Document passage below:
= Precision Time Protocol Industry Profile =

Part of IEC 62439-3 standard

Industrial automation systems consisting of several distributed controllers need a precise synchronization for commands, events and process data.
For instance, motors for newspaper printing are synchronized within some 5 microseconds to ensure that the color pixels in the different cylinders come within 0.1 mm at a paper speed of some 20 m/s. Similar requirements exist in high-power semiconductors (e.g. for converting between AC and DC grids) and in drive-by-wire vehicles (e.g. cars with no mechanical steering wheel).
This synchronisation is provided by the communication network, in most cases Industrial Ethernet.
Many ad-hoc synchronization schemes exist, so IEEE published a standard Precision Time Protocol IEEE 1588 or "PTP", which allows sub-microsecond synchronization of clocks.
PTP is formulated generally, so concrete applications need a stricter profile. In particular, PTP does not specify how the clocks should operate when the network is duplicated for better resilience to failures.

The PTP Industrial Profile (PIP) is a standard of the IEC 62439-3 that specifies in its Annex C two Precision Time Protocol IEEE 1588 / IEC 61588 profiles, L3E2E and L2P2P, to synchronize network clocks with an accuracy of 1 μs and provide fault-tolerance against clock failures.

The IEC 62439-3 PTP profiles are applicable to most Industrial Ethernet networks, for synchronized drives, robotics, vehicular technology and other applications that require precise time distribution, not necessarily using redundant networks.
End of Document passage.
Source data below:
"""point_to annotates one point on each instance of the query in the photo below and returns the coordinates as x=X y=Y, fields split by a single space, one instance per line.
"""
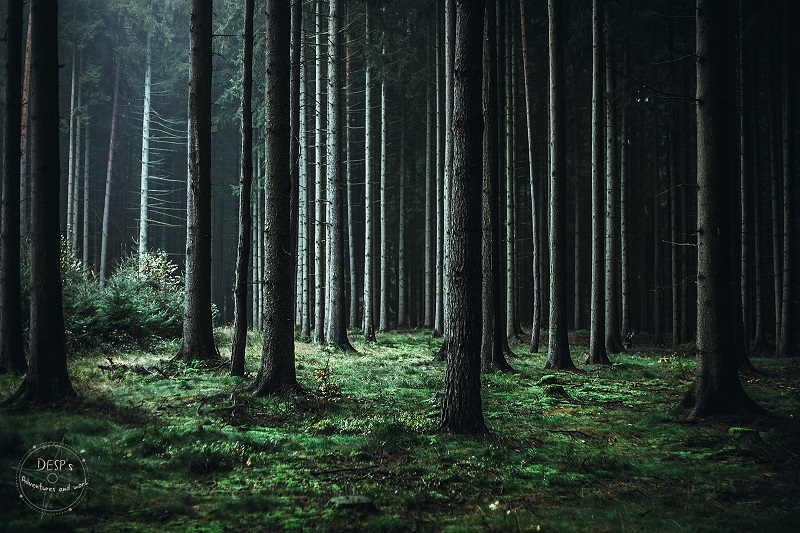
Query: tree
x=198 y=334
x=492 y=355
x=245 y=184
x=12 y=355
x=461 y=407
x=277 y=372
x=597 y=347
x=613 y=340
x=47 y=380
x=110 y=160
x=558 y=357
x=716 y=388
x=337 y=326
End of Source data.
■ **Tasks to perform**:
**1.** Answer these about the Precision Time Protocol passage:
(a) Within about how many microseconds are motors for newspaper printing synchronized?
(b) Which two profiles does Annex C of IEC 62439-3 specify?
(c) To what accuracy do those profiles synchronize network clocks?
**2.** Copy word for word the part of the Precision Time Protocol passage starting at "Part of IEC" and ending at "and process data.".

■ **Outputs for the tasks**:
**1.**
(a) Some 5 microseconds.
(b) L3E2E and L2P2P.
(c) 1 μs.

**2.**
Part of IEC 62439-3 standard

Industrial automation systems consisting of several distributed controllers need a precise synchronization for commands, events and process data.